_STORED DATA:_
----
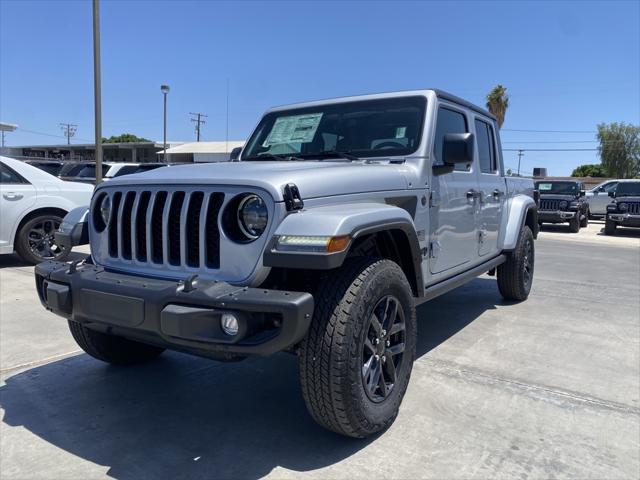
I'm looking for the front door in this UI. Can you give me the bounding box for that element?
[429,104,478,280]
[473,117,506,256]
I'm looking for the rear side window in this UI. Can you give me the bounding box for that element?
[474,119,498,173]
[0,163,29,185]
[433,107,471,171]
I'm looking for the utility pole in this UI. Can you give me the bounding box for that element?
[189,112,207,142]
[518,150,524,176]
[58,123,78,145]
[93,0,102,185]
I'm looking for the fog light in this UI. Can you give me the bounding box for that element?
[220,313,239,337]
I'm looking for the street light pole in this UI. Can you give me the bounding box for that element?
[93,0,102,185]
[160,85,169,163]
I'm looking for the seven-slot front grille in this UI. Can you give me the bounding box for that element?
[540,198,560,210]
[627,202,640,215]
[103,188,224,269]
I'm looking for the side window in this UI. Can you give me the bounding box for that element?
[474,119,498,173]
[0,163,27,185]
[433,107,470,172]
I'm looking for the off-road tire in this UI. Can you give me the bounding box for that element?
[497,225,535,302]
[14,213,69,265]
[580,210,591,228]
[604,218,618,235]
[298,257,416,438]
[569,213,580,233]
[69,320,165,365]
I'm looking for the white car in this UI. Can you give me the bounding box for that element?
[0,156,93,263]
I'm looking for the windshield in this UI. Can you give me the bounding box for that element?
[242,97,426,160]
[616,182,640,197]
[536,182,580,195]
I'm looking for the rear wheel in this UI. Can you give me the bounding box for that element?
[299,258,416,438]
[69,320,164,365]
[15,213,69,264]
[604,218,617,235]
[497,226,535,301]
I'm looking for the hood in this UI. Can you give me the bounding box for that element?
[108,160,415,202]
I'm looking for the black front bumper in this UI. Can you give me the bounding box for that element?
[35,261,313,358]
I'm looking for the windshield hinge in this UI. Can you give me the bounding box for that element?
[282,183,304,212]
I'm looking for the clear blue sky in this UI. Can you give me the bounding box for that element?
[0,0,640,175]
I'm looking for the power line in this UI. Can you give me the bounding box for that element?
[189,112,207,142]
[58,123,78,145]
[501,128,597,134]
----
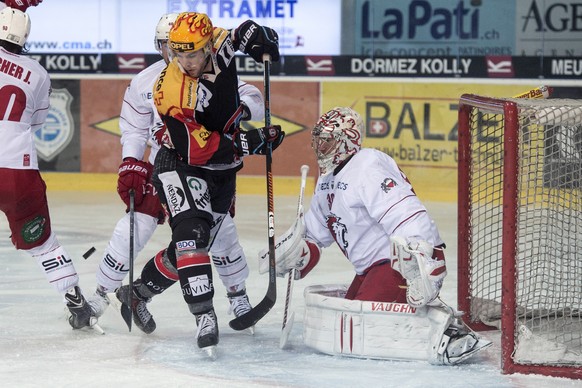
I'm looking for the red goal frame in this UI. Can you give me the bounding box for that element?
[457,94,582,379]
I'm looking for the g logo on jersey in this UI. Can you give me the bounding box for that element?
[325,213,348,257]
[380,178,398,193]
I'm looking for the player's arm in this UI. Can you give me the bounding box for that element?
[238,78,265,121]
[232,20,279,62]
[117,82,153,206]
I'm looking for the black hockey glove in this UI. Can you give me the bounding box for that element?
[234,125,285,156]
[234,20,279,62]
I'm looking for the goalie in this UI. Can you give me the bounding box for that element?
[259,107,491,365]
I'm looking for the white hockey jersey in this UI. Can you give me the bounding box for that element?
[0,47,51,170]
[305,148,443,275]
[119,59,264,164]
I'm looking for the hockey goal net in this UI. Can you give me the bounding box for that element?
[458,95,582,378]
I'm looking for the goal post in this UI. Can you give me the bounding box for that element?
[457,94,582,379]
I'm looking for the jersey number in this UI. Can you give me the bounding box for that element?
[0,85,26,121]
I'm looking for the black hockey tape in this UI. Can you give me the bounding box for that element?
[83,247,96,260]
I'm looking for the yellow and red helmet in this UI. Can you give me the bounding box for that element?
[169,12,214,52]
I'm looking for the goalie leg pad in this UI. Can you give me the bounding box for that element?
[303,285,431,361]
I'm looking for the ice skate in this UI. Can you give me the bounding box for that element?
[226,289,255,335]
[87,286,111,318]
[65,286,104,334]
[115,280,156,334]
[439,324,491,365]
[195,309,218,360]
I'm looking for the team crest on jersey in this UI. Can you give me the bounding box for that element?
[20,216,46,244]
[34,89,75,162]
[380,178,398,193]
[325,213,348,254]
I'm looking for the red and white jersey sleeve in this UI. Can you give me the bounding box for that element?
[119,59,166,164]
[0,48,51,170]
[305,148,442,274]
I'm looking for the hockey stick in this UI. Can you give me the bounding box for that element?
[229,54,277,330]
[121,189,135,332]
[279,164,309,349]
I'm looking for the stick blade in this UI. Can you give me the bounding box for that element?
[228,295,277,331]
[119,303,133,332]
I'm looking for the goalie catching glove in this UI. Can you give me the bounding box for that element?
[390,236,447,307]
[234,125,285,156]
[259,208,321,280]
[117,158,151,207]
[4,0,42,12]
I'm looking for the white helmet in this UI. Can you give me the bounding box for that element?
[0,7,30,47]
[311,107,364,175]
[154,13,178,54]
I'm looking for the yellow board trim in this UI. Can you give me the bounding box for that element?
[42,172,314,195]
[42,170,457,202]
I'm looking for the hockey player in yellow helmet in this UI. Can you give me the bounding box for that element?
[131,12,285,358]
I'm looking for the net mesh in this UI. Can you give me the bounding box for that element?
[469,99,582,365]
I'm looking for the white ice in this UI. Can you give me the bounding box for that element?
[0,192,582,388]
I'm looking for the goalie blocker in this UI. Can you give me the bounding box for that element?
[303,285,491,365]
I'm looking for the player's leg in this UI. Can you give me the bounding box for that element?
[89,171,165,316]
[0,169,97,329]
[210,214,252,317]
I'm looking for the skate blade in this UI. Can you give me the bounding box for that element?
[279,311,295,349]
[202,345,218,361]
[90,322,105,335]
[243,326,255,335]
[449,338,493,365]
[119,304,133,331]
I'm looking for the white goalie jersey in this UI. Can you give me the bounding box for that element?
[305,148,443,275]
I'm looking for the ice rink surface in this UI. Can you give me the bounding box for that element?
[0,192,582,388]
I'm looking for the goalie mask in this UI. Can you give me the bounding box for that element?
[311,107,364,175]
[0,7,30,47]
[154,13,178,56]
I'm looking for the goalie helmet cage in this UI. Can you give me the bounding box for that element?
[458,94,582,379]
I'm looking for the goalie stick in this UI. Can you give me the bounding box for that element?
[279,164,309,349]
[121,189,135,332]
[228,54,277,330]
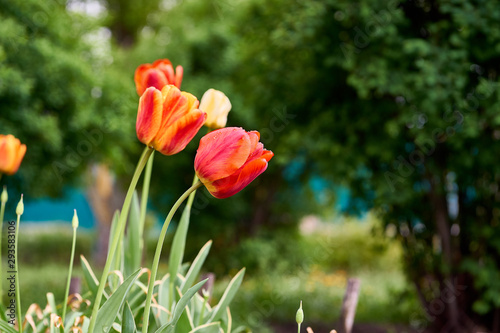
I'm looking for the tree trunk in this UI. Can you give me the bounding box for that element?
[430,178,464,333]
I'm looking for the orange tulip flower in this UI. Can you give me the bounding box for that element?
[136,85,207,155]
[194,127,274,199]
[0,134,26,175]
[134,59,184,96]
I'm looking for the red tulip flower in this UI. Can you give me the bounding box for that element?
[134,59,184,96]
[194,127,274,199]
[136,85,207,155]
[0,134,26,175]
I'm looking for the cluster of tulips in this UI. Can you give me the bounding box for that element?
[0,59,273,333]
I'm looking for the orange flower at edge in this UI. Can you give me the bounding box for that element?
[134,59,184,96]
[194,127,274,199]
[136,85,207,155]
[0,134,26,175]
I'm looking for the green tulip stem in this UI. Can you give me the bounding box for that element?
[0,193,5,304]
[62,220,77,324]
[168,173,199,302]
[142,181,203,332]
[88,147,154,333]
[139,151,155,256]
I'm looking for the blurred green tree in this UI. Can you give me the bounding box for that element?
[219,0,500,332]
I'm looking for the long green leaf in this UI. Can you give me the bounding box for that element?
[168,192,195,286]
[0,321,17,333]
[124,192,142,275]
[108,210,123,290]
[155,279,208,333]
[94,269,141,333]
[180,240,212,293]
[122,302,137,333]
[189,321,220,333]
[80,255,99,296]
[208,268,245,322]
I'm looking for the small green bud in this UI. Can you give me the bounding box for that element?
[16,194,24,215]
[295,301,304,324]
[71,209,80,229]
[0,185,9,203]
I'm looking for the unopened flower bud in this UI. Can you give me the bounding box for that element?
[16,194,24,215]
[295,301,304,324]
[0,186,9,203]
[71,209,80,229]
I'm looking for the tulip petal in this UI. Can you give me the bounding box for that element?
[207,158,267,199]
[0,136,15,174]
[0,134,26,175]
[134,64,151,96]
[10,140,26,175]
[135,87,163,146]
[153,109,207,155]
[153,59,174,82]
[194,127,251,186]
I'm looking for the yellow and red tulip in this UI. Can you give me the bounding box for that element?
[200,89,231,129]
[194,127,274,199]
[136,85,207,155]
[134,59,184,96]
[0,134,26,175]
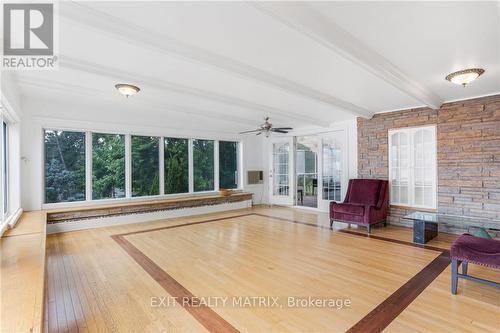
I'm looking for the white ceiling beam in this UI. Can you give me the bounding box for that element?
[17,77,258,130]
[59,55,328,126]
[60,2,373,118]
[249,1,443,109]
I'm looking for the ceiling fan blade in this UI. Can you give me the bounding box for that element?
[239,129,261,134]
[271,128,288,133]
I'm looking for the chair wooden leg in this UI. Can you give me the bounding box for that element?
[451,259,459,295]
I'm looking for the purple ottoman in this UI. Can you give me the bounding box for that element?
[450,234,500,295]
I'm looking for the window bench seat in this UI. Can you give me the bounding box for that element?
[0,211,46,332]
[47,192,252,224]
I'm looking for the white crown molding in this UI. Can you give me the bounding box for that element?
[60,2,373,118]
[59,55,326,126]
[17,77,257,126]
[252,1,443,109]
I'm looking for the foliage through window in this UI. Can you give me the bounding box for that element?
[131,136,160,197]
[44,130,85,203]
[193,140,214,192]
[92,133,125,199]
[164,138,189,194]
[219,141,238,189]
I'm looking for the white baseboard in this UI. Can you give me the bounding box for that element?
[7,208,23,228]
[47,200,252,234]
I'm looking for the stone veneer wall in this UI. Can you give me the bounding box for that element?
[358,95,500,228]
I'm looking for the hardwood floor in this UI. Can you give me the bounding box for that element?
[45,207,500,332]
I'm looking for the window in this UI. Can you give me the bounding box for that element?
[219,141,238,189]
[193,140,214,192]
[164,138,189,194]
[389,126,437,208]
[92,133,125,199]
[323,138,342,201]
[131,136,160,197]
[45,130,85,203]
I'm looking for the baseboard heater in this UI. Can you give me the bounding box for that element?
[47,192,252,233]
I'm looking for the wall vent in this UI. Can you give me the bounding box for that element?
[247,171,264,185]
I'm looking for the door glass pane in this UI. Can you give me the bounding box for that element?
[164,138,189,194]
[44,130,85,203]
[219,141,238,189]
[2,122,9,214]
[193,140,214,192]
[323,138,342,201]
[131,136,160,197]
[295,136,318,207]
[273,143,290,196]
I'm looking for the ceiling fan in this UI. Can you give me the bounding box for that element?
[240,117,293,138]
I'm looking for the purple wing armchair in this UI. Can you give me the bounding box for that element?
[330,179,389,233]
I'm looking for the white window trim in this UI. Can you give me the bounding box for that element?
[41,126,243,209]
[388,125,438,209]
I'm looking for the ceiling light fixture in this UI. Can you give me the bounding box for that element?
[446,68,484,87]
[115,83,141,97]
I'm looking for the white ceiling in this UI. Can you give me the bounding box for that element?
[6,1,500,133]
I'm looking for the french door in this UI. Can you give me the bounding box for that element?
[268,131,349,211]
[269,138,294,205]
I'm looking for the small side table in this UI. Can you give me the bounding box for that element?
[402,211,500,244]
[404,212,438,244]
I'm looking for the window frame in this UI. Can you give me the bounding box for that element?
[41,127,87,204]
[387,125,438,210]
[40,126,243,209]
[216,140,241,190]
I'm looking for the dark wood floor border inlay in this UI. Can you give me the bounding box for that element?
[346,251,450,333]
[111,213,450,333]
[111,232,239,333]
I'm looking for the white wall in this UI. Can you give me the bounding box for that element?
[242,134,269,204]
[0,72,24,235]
----
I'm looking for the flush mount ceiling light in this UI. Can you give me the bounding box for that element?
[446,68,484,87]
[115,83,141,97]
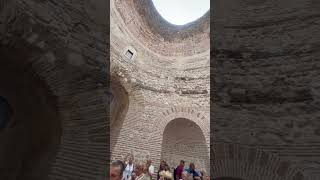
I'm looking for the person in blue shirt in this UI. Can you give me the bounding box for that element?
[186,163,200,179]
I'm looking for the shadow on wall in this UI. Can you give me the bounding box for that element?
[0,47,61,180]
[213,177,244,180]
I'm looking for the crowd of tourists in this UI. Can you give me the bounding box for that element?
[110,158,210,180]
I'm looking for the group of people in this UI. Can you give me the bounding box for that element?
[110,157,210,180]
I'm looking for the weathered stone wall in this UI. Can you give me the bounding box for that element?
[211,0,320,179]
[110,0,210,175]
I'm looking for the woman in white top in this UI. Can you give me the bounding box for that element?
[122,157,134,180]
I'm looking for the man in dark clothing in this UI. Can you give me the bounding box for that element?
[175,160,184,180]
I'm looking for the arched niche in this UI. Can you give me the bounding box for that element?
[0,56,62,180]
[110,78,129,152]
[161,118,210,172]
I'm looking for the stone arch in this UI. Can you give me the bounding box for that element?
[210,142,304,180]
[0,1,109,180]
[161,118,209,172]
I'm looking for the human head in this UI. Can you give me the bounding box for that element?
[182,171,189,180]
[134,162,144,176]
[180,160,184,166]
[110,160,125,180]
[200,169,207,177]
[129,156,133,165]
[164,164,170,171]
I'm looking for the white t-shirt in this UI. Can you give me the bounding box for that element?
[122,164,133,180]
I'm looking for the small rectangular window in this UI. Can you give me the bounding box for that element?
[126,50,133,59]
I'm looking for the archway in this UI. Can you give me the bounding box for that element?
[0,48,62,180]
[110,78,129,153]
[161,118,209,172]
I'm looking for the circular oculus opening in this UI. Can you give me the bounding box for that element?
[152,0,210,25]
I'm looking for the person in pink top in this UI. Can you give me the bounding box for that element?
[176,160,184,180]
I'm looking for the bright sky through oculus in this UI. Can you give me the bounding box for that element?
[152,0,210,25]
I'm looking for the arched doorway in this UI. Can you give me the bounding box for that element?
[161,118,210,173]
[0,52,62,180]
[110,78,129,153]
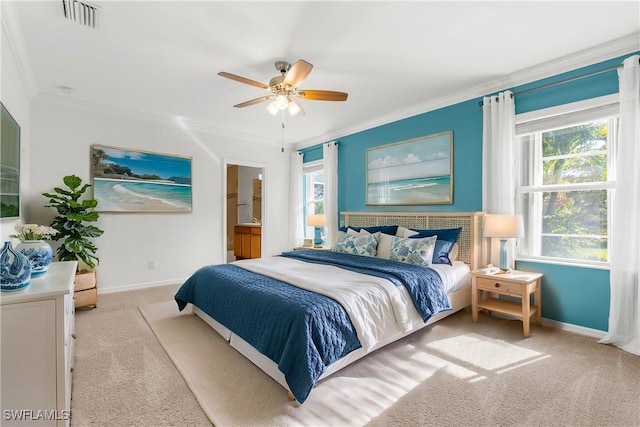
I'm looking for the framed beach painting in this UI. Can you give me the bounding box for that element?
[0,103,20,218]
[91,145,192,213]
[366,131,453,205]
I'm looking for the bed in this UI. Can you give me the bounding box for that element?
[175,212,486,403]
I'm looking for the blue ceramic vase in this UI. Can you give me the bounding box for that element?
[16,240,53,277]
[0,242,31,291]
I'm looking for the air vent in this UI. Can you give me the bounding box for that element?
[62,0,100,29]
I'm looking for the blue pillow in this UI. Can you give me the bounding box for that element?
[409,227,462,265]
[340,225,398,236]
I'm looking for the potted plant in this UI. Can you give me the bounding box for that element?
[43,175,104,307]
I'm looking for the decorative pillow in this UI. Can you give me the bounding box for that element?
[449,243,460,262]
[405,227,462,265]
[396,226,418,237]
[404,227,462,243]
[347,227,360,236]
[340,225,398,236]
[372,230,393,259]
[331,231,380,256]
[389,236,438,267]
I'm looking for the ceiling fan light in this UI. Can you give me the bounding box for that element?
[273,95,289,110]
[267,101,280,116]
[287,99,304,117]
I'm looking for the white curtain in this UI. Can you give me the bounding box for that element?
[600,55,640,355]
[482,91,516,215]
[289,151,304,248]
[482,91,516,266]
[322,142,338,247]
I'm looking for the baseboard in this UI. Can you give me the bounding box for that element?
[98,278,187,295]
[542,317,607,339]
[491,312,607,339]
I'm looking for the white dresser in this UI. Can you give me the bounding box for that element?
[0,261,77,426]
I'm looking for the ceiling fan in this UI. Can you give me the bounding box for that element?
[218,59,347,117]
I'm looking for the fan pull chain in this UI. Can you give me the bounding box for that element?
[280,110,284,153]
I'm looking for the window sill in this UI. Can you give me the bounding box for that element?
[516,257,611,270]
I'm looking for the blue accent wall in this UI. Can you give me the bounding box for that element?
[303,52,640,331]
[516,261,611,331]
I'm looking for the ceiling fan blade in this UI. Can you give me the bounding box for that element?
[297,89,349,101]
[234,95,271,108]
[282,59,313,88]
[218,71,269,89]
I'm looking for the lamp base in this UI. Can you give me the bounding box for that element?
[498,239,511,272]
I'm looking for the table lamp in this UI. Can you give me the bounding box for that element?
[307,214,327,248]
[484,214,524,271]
----
_DESCRIPTION OF THE TASK:_
Copy the stretch of the listing from the line containing "I'm looking for the front" through the line containing "[160,85,169,163]", replacing "fog light" with "headlight" and leaving everything else unchanged.

_WRITTEN REPLY:_
I'm looking for the front door in this UI. Can you give me the bounding box for that element?
[429,104,478,280]
[473,117,506,256]
I'm looking for the rear side window in this UI. Can you give me the bounding box for that element?
[474,119,498,173]
[0,163,29,185]
[433,107,471,171]
I'm looking for the utility pole in this UI. Can you give me the bounding box for that element?
[189,112,207,142]
[518,150,524,176]
[58,123,78,145]
[93,0,102,185]
I'm looking for the headlight in this UI. Can you give me the bounding box for that element?
[220,313,239,337]
I'm looking for the street light pole in this UI. Can you give me the bounding box for that element?
[93,0,102,185]
[160,85,169,163]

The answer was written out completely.